In all of the items below, substitute "object" for every occurrence of "target" and keep everything else the same. Leave the pictures out of your answer.

* begin *

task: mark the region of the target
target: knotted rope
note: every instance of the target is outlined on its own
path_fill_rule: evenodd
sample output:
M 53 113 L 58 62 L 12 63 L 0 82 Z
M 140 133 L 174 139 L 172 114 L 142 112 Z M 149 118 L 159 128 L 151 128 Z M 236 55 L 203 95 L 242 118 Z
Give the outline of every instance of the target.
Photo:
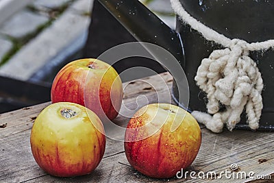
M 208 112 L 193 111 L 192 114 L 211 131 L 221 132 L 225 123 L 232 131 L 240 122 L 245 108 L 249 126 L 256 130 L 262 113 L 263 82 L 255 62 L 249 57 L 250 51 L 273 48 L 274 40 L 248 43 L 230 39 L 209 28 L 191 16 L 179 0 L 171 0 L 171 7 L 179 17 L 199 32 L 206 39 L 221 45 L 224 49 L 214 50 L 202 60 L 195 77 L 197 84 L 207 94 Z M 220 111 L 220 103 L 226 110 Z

* end *

(Final result):
task: mark the region of the object
object: knotted rope
note: every instance of the object is outlined on its own
path_fill_rule: evenodd
sample output:
M 53 113 L 58 62 L 12 63 L 0 82 Z
M 140 133 L 174 139 L 172 114 L 142 112 Z M 149 118 L 159 128 L 151 128 Z M 236 55 L 203 95 L 242 118 Z
Give the outline of every instance of the object.
Photo:
M 208 112 L 193 111 L 192 114 L 211 131 L 221 132 L 225 123 L 232 131 L 240 122 L 245 108 L 249 126 L 256 130 L 262 113 L 263 82 L 255 62 L 249 57 L 250 51 L 273 48 L 274 40 L 248 43 L 230 39 L 209 28 L 191 16 L 179 0 L 171 0 L 171 7 L 179 17 L 199 32 L 206 39 L 221 45 L 224 49 L 214 50 L 202 60 L 195 77 L 197 84 L 207 94 Z M 220 111 L 220 103 L 226 110 Z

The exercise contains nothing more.